### EXTRACT PROVIDED
┄┄┄┄┄┄┄┄┄┄
Externally motivated people are closers. The deadline is sacred, and people depend on them because of that reputation. To quote a Facebook mantra, they believe that “done is better than perfect”. They value pushing a job across the finish line. If they can’t accomplish everything they set out to do, that’s ok – iteration after release is part of the process.

Career perspective: An internally motivated person will be highly valued in an environment where product quality is essential. An extrinsically motivated person could be an incredible salesperson. Beware of a career mismatch here – if you aren’t a good fit in this regard you could quickly find yourself labeled as “not meeting expectations”. Consider how you will be evaluated and what metrics will be used.

Teamwork_Independence

People who prefer teamwork aren’t absent of self-direction. Once there is a clear objective and concrete tasks to accomplish, they are more than capable (and perhaps prefer) working independently. But when an idea is developing, they find that a brainstorming session is the most productive way for them to organize their thoughts. The round-table input from others gives them confidence that all potential avenues have been discussed, and they have collectively arrived at the best path forward. Teamwork-oriented people may be more inclined to discuss their work at a variety of stages rather than waiting until all ts are crossed before making a report.
┄┄┄┄┄┄┄┄┄┄
### SUPPLIED INFORMATION
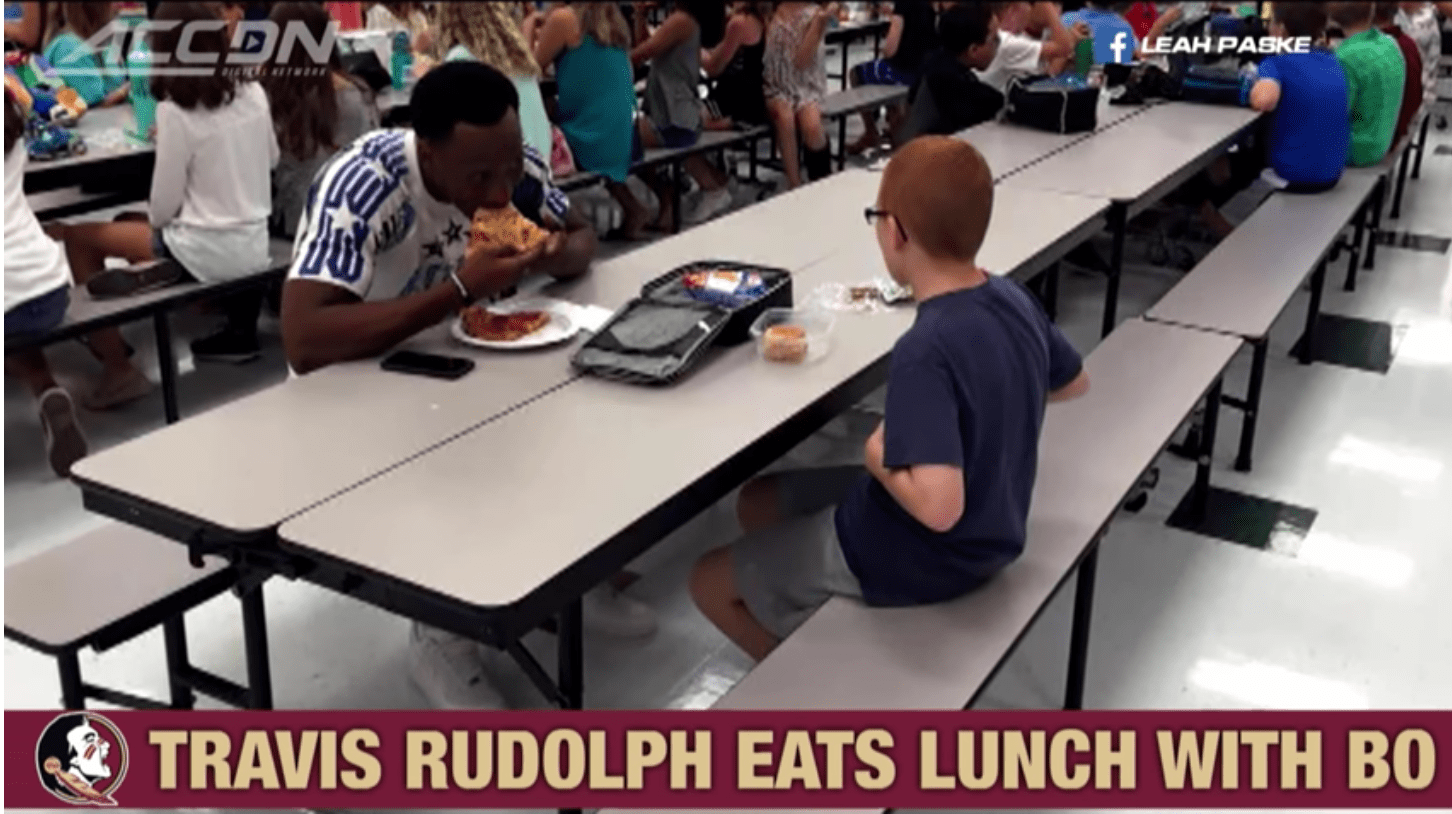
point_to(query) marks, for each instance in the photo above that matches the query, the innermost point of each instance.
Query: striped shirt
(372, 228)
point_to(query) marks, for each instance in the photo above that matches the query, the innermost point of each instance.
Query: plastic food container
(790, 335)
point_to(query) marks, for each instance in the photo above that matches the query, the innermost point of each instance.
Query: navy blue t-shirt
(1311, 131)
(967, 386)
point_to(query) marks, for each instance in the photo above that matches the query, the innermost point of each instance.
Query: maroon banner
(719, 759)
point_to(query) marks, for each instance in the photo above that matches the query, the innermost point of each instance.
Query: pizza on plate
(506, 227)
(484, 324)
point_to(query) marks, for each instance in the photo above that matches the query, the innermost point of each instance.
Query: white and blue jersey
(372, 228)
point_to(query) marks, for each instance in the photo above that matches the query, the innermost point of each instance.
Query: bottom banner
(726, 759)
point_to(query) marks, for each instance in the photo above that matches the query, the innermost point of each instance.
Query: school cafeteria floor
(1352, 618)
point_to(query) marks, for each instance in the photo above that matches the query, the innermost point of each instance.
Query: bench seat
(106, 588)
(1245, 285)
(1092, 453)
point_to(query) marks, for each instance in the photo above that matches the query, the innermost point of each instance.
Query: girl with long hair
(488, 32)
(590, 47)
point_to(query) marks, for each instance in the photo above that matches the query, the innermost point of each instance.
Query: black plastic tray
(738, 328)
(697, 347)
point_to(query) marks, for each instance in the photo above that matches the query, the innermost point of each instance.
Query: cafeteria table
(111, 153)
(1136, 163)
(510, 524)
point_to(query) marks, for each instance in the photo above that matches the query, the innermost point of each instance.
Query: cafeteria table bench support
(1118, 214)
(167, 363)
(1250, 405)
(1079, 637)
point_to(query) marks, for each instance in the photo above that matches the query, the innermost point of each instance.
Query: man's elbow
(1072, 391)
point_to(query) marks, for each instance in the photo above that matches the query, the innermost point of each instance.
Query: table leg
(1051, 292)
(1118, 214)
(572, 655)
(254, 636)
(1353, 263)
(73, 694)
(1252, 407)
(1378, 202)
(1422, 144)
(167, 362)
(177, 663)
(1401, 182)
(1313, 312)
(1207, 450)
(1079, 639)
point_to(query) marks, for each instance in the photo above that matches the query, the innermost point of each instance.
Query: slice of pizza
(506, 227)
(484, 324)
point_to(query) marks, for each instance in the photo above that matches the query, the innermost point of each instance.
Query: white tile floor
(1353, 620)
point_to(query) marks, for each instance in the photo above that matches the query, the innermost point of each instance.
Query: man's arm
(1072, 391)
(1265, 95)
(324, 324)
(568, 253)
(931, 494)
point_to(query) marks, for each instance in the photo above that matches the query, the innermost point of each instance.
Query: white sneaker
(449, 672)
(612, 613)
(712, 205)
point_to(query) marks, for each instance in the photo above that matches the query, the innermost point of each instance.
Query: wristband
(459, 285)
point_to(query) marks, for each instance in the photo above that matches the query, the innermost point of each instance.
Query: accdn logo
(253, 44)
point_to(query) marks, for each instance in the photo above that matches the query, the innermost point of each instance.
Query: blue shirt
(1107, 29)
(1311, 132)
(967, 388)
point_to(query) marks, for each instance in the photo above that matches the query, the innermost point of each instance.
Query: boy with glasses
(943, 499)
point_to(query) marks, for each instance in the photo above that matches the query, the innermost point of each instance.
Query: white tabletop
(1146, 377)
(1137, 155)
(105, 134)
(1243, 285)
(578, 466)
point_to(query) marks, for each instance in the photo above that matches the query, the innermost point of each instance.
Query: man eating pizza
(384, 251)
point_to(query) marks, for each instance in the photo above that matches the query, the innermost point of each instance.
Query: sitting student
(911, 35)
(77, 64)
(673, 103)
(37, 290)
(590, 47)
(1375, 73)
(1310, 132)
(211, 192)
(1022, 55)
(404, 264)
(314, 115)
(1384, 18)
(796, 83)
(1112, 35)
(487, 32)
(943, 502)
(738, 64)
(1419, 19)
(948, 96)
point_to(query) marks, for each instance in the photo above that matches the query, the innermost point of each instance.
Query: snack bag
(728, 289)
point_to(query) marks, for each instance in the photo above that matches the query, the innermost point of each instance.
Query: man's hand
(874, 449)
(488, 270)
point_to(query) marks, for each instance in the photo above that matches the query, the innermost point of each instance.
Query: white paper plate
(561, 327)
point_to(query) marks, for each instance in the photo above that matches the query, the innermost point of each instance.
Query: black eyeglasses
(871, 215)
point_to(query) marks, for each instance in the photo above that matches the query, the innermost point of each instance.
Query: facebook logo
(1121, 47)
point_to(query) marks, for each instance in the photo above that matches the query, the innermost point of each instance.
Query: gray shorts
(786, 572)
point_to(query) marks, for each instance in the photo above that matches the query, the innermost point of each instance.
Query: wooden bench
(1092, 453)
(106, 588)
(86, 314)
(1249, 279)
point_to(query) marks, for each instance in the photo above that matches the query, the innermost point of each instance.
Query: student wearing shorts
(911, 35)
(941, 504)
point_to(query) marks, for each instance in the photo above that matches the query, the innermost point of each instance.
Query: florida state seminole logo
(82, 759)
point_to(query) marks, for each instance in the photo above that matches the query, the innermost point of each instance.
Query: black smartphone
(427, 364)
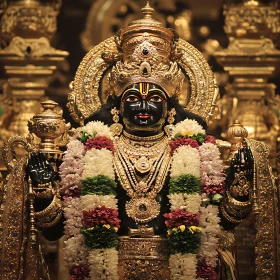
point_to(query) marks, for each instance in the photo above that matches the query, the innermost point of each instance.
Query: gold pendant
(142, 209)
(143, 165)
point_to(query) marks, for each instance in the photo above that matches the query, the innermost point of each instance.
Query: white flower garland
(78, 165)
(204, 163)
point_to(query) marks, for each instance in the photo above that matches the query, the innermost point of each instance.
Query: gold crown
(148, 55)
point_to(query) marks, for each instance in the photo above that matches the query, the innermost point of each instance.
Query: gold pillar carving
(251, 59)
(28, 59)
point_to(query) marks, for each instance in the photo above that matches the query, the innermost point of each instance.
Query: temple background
┄┄┄┄┄┄┄┄┄┄
### TASK LIST
- 1) Duplicate the passage on work styles word for word, starting at "Externally motivated people" and ending at "of the process.".
- 2) Go on with the passage on work styles, picking up after its final sentence.

### SOLVED PROBLEMS
- 1)
Externally motivated people are closers. The deadline is sacred, and people depend on them because of that reputation. To quote a Facebook mantra, they believe that “done is better than perfect”. They value pushing a job across the finish line. If they can’t accomplish everything they set out to do, that’s ok – iteration after release is part of the process.

- 2)
People who prefer independent work aren’t necessarily isolationists. They may find a brainstorming session with a team very distracting, and instead prefer the solace of their own thought until they can plan a trajectory to solving the problem. They prefer to be active in every step of a process and dislike large lapses of personal involvement or understanding along the way. They are less inclined to share results mid-way through a process, and instead may keep things to themselves until they can provide a finished product or final report.

Career perspective: Team-oriented people may like working in an interdisciplinary field where input from multiple people is usually required. They may enjoy a consultancy in which they have to work with a small team and clients to solve a problem. People who prefer independence and self-direction may like freelance work in which they are entirely responsible for producing a quality product. They would likely enjoy building and maintaining a reputation within a certain area of expertise. While most people have a preference with this spectrum, you rarely find a career that’s exclusively independent or team-based. To make sure your preference is positively utilized in your work, ask yourself: In what situation does it really matter that I call the shots? When is working with a team most valuable to me?

Conclusion: Find Matching Values

I see the world in grayscale rather than black and white, which is why I’ve insisted on creating an archetype spectrum rather than just an identity. You likely don’t fall to one polar opposite or the other. Your preference could shift based on context or under certain stressors, or evolve with experience and time. You may want to re-determine your scientific personality before every career move to see how your exposure and experience has affected your values.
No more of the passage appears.